DATA PROVIDED below:

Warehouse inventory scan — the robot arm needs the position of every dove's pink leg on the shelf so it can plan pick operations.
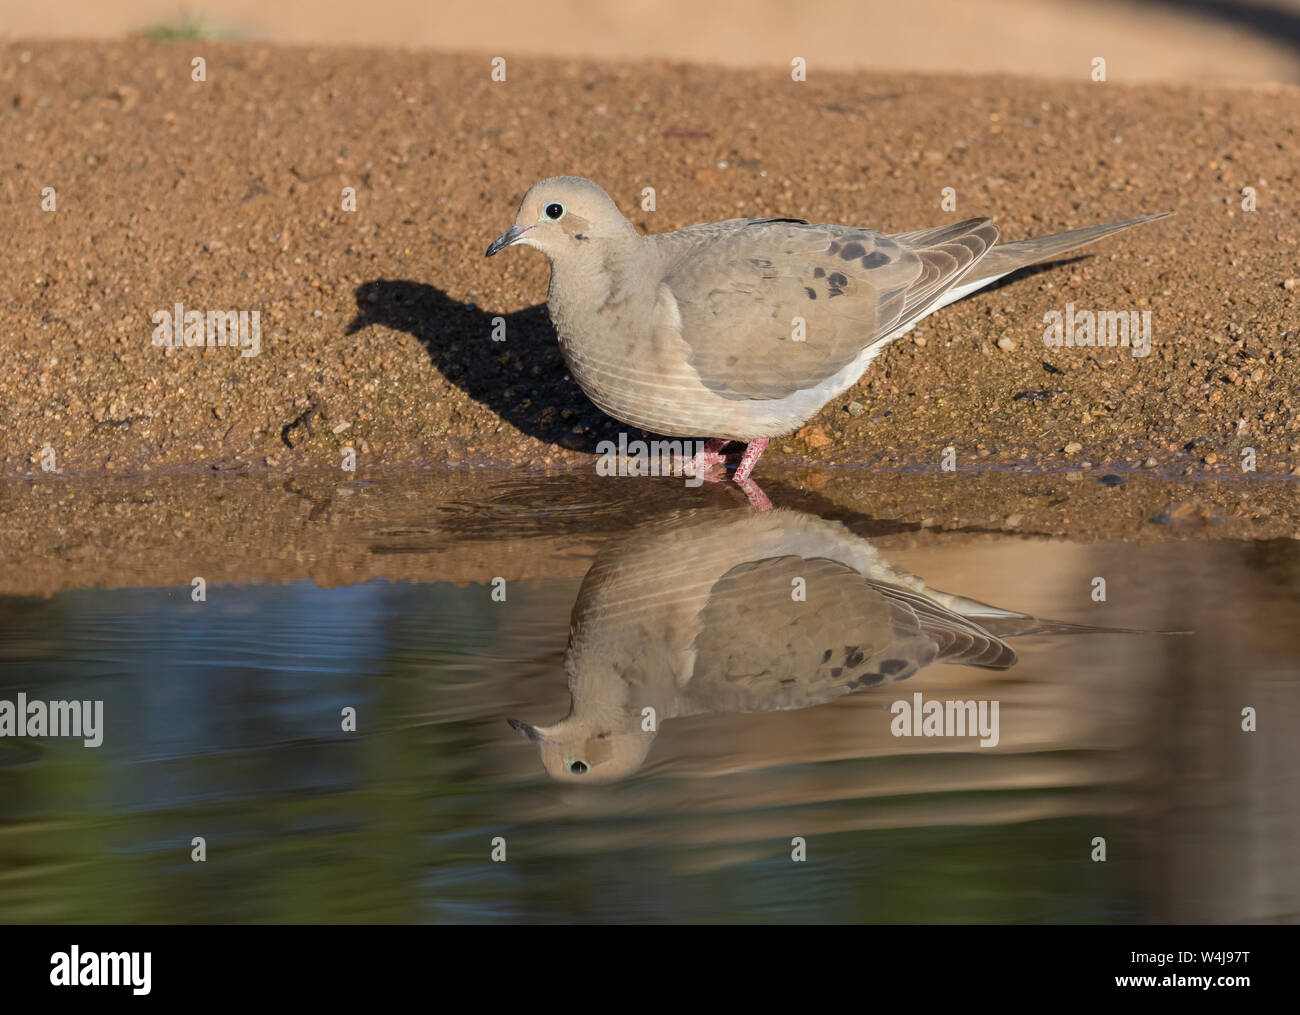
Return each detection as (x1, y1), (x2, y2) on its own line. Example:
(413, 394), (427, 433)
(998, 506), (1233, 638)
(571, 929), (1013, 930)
(736, 476), (772, 511)
(733, 439), (768, 484)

End of DATA PROVIDED.

YOUR GOAL:
Copy the listing exactly, omitting pictures.

YOUR RESPONSE:
Warehouse inventory scan — the robot arm needs the position of every dove's pink leg on the shelf so it can plan pick operations.
Return each detection as (x1, y1), (x2, y2) on its own line. Example:
(413, 394), (427, 433)
(998, 506), (1233, 638)
(571, 929), (1013, 930)
(736, 476), (772, 511)
(733, 439), (768, 484)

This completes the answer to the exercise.